Exercise
Write out the rows below exactly as they appear, from the one containing "Each instance gets a single point. Label the woman" through the one containing "Each instance gets a single point. Label the dark", including both of those rows.
* BEGIN Provided data *
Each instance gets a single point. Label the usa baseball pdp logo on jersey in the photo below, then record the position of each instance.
* END Provided data *
* BEGIN Provided data *
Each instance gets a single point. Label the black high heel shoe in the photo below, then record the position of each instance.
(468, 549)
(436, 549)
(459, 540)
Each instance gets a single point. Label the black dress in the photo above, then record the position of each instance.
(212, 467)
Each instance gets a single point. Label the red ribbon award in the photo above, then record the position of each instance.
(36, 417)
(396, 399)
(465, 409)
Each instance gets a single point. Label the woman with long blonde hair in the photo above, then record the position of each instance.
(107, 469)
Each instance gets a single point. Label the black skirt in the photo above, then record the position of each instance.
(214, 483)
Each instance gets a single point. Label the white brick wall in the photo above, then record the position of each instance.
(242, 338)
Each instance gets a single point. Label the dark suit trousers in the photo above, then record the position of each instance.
* END Provided data *
Expected answer
Each instance gets a single point. Label the woman with long blonde hair in the photo above, then record the position of each instance.
(107, 469)
Each instance gets a single point. Label the black skirt in the photo above, then record the position of each instance.
(214, 483)
Each instance gets a single point. Label the white brick wall in the photo above, then record the position of each instance.
(242, 338)
Each instance gets a single point. Label the dark suit trousers in the photo above, then record the position of each instance.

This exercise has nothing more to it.